---------- 提示文 ----------

これは面白い結果だと思っています。走りたい人と今じゃなくてもいい人がちょうど半数で分かれる形になっています。この分断はランニング業界、マラソン業界にしてみるとちょっとショッキングな結果かもしれません。今じゃなくてもいい派は最新のシューズやウェアを買うこともなさそうなので、マーケットが半分になっていることを意味します。
マーケットが半分というのは極端かもしれませんが、現実として11,000人の参加者のうち6,000人がオンラインへの切り替えに応じたわけです。それくらい「今じゃない感」がランナーに漂っているのが現実。もちろん自分だけの問題じゃなく、周りに迷惑をかけられない、周りの目が気になるという理由もあるのでしょうが。
今回の開催を諸手を挙げて歓びたいところですが、冷静に現状を判断すると決して歓んでいる場合ではないというのが事実です。ランニングシューズはまたしばらく売れないでしょうし、ランニングアパレルも同じです。ランニングシューズにいたってはワークマンやドンキホーテなどの格安シューズばかりが注目されます。
RUNNING STREET 365でも検索で読まれているのは、ワークマンのシューズレビューがほとんどです。ワークマンのアンバサダーとしては面目躍如ですが、ランニング業界に身を置くものとしては現状は決していいとは言えません。むしろどん底に近い状態にあり、メーカーは体力勝負をしているような感もあります。

---------- データ抜粋 ----------

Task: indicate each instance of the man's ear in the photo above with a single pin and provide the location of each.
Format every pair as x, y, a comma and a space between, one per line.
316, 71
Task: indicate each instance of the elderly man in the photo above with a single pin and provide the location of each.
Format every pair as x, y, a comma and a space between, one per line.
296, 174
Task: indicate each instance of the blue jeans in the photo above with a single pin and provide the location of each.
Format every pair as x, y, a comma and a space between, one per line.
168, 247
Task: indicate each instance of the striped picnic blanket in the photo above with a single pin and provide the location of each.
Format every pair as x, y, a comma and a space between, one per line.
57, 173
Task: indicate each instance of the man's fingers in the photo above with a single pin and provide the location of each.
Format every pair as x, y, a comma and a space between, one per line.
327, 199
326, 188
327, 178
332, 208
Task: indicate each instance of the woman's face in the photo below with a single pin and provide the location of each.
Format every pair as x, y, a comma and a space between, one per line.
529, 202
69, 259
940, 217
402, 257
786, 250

----------

• [課題の内容]
(a) ランニング業界の現状を述べた提示文によると、11,000人の参加者のうち何人がオンラインへの切り替えに応じましたか。
(b) ランニング業界の現状を述べた提示文を、最後の文に続けて書き継いでください。

• [解答]
(a) 6,000人です。

(b)
名古屋ウィメンズマラソンをきっかけにマラソン大会が戻るのか。陸連が平等性を維持できるなら、きっと秋マラソンから再開されるのだとは思います。感染者数が今と同等ならという条件付きですが、ただすぐにランナーの気持ちが戻るわけではありません。きっと秋に再開されても活気のある状態に戻るには2〜3年はかかるかと思います。
1年もマラソン大会がなかったわけですから「別にマラソン大会なんてなくてもいいんじゃない」という流れもできつつあります。そうなってしまうと元に戻るのにはさらに時間がかかり、もしかしたら次のマラソンブームがくるまでランニングは下火になる可能性すらあります。大事な1歩を踏み出した1日でしたが前途多難。それが現状に対する正直な感想です。